=== Section Start ===

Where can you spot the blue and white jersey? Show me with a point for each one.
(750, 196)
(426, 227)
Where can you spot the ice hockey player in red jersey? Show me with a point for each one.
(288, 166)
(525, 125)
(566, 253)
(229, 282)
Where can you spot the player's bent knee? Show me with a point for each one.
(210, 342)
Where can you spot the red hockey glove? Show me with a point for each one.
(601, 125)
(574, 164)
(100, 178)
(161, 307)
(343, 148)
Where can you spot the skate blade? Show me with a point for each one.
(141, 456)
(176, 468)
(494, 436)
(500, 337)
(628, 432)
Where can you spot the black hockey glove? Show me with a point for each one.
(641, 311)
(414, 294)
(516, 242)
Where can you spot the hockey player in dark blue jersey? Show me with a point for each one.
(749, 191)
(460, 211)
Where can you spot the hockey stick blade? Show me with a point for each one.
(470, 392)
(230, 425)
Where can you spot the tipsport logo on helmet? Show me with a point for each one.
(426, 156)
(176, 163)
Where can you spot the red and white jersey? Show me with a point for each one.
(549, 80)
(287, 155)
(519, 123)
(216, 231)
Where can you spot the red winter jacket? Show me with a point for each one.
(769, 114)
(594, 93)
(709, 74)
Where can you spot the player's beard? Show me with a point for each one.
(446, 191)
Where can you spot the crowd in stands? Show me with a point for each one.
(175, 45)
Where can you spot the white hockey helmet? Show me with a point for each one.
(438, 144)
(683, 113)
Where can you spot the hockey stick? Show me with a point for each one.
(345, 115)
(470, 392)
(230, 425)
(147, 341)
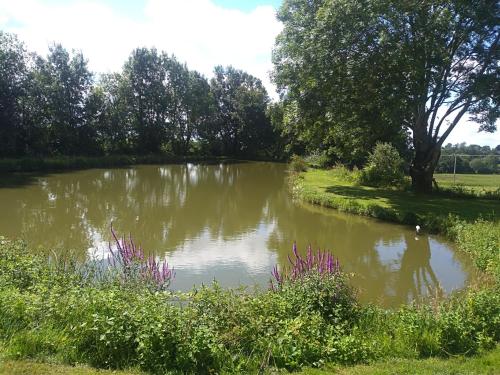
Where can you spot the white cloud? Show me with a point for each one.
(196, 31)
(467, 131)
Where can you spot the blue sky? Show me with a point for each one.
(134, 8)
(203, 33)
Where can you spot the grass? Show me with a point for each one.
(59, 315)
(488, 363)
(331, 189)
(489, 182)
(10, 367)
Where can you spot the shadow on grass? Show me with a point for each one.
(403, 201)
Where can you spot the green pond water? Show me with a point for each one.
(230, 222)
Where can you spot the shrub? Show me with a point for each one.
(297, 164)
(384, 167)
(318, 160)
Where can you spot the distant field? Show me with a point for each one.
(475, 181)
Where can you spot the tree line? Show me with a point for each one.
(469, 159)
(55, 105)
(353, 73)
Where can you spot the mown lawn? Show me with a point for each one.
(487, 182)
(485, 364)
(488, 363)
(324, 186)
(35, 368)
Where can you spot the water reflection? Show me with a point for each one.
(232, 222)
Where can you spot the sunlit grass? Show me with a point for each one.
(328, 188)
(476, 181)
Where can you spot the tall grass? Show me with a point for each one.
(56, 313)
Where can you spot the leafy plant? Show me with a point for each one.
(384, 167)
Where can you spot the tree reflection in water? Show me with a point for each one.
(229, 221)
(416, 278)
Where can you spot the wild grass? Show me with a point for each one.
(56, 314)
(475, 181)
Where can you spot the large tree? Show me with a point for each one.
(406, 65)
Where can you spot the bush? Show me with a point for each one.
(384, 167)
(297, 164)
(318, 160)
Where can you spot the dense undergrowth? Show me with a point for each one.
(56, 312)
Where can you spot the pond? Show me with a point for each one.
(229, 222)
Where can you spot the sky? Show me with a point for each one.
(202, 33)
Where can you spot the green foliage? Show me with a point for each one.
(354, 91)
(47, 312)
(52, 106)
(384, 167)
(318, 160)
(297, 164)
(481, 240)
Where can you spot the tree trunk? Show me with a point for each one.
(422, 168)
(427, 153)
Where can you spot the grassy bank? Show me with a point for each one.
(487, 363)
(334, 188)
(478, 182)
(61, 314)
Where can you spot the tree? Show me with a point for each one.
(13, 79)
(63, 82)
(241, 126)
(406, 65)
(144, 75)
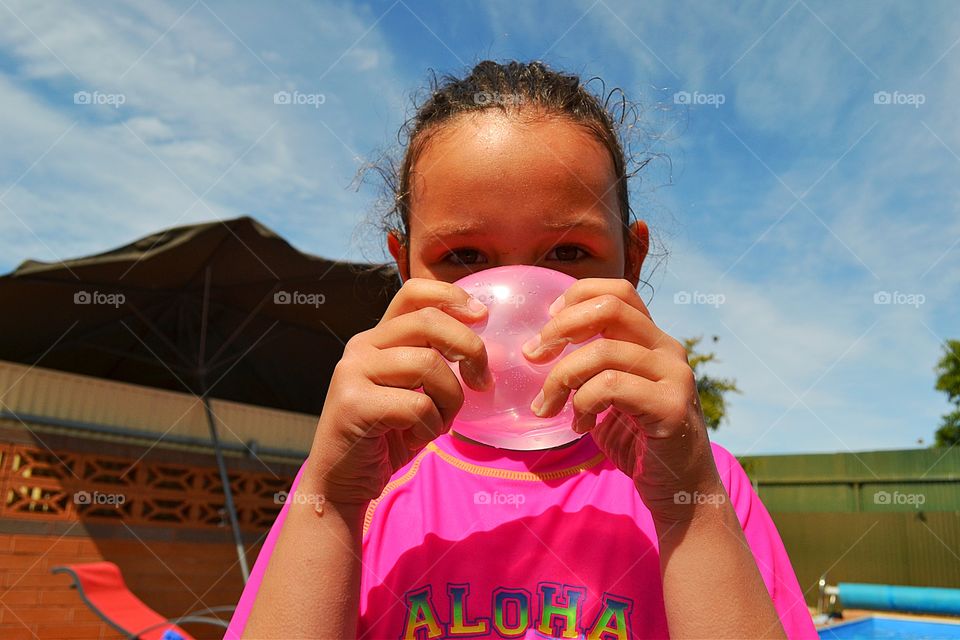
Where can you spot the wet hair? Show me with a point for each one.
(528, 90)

=== Section End ===
=== Section Start ===

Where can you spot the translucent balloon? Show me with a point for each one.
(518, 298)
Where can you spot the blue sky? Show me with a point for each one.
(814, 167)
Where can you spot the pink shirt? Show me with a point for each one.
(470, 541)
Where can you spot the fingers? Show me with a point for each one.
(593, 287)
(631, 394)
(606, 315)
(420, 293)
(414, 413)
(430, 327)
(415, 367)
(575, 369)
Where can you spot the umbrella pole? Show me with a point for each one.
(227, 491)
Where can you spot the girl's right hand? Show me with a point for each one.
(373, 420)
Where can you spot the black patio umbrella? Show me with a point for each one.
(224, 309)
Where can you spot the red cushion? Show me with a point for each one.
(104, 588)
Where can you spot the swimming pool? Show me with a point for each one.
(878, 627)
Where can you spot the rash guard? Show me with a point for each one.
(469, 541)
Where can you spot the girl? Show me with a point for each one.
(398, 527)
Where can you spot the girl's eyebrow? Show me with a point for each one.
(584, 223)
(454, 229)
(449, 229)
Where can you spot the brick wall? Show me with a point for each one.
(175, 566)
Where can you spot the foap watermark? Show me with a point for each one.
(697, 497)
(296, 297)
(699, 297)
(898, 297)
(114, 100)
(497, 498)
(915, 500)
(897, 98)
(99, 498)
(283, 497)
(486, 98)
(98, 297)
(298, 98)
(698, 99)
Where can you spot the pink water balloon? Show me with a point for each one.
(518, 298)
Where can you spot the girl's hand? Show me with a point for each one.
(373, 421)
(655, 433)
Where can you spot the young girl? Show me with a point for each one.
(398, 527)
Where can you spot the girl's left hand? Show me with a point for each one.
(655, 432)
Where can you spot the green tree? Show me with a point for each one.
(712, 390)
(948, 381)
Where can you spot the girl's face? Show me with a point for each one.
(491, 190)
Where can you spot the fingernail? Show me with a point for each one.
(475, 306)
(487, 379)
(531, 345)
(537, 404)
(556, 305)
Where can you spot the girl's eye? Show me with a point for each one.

=== Section End ===

- [Exercise]: Among the lines above, repeat exactly those from the line with "Where can you spot the girl's left" to the line with "Where can you spot the girl's eye?", counting both ends.

- [Answer]:
Where can you spot the girl's left hand? Show me with a point for each one.
(655, 432)
Where can you spot the green tree? Show me with a point for each one.
(712, 390)
(948, 381)
Where can you spot the girl's face? Show me with a point for each one.
(491, 190)
Where can you spot the fingernail? Show me with a point for each one.
(475, 306)
(487, 379)
(531, 345)
(537, 404)
(556, 305)
Where can you spot the girl's eye? Show me with a point for each one.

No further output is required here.